• [Task objective]:
Copy out all the data below, changing each instance of "thickest part" to "widest part" and keeping everything else the same. Omit the pictures from your copy.

--- Record list ---

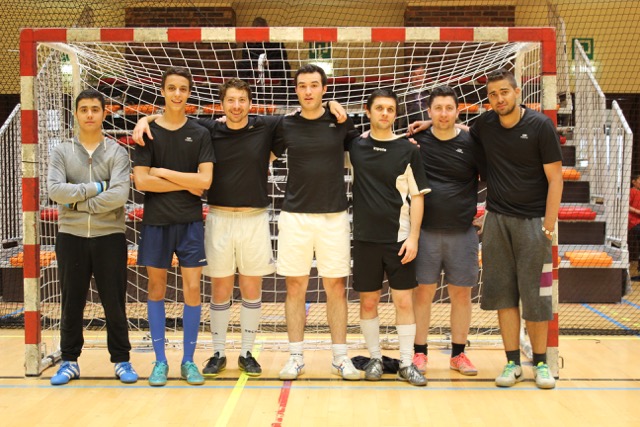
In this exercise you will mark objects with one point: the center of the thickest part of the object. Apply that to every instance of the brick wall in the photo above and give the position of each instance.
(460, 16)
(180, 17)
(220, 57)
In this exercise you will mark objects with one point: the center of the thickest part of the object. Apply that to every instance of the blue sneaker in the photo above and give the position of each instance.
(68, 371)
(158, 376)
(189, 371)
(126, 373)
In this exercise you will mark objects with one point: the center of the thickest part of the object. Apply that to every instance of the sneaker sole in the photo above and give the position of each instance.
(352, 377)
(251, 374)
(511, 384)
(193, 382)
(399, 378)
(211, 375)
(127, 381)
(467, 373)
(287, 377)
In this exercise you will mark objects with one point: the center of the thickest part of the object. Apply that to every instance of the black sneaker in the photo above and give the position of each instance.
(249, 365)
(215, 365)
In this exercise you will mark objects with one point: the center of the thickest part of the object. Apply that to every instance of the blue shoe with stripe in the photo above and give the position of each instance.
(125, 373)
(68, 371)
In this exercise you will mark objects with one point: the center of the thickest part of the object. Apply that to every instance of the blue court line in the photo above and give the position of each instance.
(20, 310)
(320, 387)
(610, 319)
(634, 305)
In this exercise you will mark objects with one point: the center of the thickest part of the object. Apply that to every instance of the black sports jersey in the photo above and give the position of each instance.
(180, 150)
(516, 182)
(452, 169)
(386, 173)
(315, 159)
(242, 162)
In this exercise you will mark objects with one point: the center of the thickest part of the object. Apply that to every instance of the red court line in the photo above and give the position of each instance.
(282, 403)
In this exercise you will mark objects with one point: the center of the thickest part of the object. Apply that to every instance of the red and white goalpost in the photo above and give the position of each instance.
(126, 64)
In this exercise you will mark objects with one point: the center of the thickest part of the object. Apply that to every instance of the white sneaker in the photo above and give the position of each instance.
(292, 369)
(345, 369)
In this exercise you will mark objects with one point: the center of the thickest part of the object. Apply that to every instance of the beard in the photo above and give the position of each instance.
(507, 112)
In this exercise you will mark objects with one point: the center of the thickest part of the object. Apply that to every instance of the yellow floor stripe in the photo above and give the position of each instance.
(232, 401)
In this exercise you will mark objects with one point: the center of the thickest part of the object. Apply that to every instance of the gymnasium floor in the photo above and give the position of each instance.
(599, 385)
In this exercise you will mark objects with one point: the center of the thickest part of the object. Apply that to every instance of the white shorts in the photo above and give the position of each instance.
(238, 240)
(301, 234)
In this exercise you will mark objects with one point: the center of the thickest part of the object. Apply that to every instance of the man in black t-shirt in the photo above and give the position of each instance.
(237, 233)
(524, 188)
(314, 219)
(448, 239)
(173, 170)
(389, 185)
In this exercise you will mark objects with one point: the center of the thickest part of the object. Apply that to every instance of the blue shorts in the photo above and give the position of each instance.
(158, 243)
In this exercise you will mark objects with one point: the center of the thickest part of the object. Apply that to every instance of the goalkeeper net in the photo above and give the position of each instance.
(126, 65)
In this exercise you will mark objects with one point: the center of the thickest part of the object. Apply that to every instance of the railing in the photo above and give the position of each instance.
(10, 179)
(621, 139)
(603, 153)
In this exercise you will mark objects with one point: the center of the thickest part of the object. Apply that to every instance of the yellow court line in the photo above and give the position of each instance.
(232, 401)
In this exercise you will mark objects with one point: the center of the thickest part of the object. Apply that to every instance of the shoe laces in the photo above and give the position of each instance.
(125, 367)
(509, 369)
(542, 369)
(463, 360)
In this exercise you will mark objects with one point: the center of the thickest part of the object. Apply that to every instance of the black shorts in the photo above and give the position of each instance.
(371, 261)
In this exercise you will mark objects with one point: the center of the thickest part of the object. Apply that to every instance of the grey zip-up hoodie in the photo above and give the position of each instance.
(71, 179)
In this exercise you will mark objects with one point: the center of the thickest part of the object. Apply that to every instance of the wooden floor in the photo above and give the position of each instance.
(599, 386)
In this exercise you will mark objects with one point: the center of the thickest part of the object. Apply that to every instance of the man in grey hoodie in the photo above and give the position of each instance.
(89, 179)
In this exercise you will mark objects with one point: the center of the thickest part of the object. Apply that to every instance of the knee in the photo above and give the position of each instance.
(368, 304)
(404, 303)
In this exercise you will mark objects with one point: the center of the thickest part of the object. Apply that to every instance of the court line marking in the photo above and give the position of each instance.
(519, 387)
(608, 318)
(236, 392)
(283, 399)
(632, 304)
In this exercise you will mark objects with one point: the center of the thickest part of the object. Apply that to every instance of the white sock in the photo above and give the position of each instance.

---

• [Reply]:
In this exercise you will mark objects with one point: the center of the widest part of the object. Apply that to every instance of the brick wall in the photo above and give the position of each instance.
(460, 16)
(180, 17)
(220, 57)
In this exercise you will mark objects with one point: the center of the widest part of the object. Apply that to every instance of the blue sneaker in the photo above and give the position of each instance.
(68, 371)
(158, 376)
(189, 371)
(126, 373)
In this exercise you will mark objects with one point: the center of the widest part of the object. Apply that to every instance of the sneaker sole in the photo above and give the position of each instance.
(352, 377)
(251, 374)
(511, 384)
(193, 382)
(399, 378)
(211, 375)
(127, 381)
(467, 373)
(287, 377)
In this exercise you will mark objects with one point: the center of the widest part of the object. Apply that to every instance of the black sneaker in the photo above and give the position of each instance.
(249, 365)
(215, 365)
In this exercise you will mark objects with one point: the center of the widest part of the object. Apply that to every instance of the blue shoe with stripe in the photo above and give the position of each instance.
(125, 373)
(68, 371)
In this exercise you will mark objects with one point: the center of the widest part of the object. Apply that to every instance of the blue court line in the photo above and give the position of each instance.
(20, 310)
(320, 387)
(610, 319)
(634, 305)
In this exercise you will mark objects with one point: the center of the widest part of the object. Apply that to every instance of the black sports jersey in the photo above and give the position of each instance.
(180, 150)
(516, 182)
(452, 169)
(386, 173)
(315, 159)
(242, 162)
In this exercise you will mark objects with one point: the center of the widest part of the object. Apply that to every instance of the red court line in the photo above and give the position of each instance.
(282, 403)
In this exercise you will mark objects with one point: the center of the widest part of the object. Apply that to every instance of the red and white goalpost in the photo above and give the position of each instance.
(126, 64)
In this exercise you will mark objects with one point: the center of the widest part of the object. Apply that to every instance of the white sneaker in the photo above and give the position of each instance.
(292, 369)
(345, 369)
In this exercise you will mark objects with one point: the center of the widest part of the object. Apply that to every instance of the beard in the photo above and give the position of each instance.
(507, 112)
In this exercise you will mark objects with one point: the center of the widest part of the object. Apply that to every instance of the yellow floor stripe in the photo above and give the position of each instance.
(232, 401)
In this exercise you will mark objects with one point: the center of the widest part of the object. Apply that to every instance of the gymnasium floor in the photo above and give the position of each instance.
(599, 385)
In this exercise you will mark objects with one point: the center of the widest part of the object. Apply that to every instance of the white shorts in the photo above and give the position of each instance.
(238, 240)
(301, 234)
In this exercise you will mark objects with one point: the center of the widest part of the object. Apply that to every instance of the man in black t-shirt in the photo above and give the position of each instance.
(237, 233)
(524, 188)
(314, 219)
(448, 239)
(173, 170)
(389, 185)
In this exercise you will mark objects with one point: the center of the widest part of the object. Apply that to every instance of the blue shorts in the photo above and give the position of each instance.
(158, 243)
In this exercise you will mark objects with one point: the center of the widest part of the object. Apply that to every instance of the goalkeeper net in the photo above and give the position of each instance.
(126, 65)
In this exercise you will mark objects with one point: the center of the widest part of the object. Apply that to every instance of the railing in the photo above and give the position of each instance.
(10, 179)
(621, 139)
(603, 153)
In this exercise you will mark objects with one point: the center of the widest part of the object. Apply that to every instance of the yellow court line in the photo above and give the position of each instance.
(232, 401)
In this exercise you will mark objects with one point: the center of the widest part of the object. Apply that to every instance of the shoe laces in the photo above and give the position of each instance.
(125, 367)
(509, 369)
(542, 369)
(463, 360)
In this exercise you will mark objects with one point: the center of the widest part of the object. Apply that to every instance of the black shorts in the photo above and give the position of each instance.
(371, 261)
In this exercise you will mark objects with one point: the center of the widest part of the object. Apply that to every instance of the grey zip-up hoodie in the photo above and give the position of each instance.
(71, 179)
In this exercise you will mark objects with one point: the center of the widest part of the object. Apply that to every instance of the wooden floor in the photo above and give the position of each instance.
(599, 386)
In this exercise you will mark objects with one point: the center of the widest part of the object. Apply that to every instance of the man in grey hoodie in the photo above and give the position of each instance.
(89, 179)
In this exercise you will mark objects with one point: the center of the widest part of the object. Apply that to every instance of the knee in the photo above and give the position of each instance.
(368, 304)
(404, 303)
In this exercise you will mark objects with one point: the center of the widest part of the object. Apply that to every instance of the court line marking in the photo above and give the position of each instance.
(519, 387)
(608, 318)
(236, 392)
(283, 399)
(632, 304)
In this exercise you will mark objects with one point: the center of the widest part of the object. Apply that to every instance of the white sock in the photo above and give the position of each instance.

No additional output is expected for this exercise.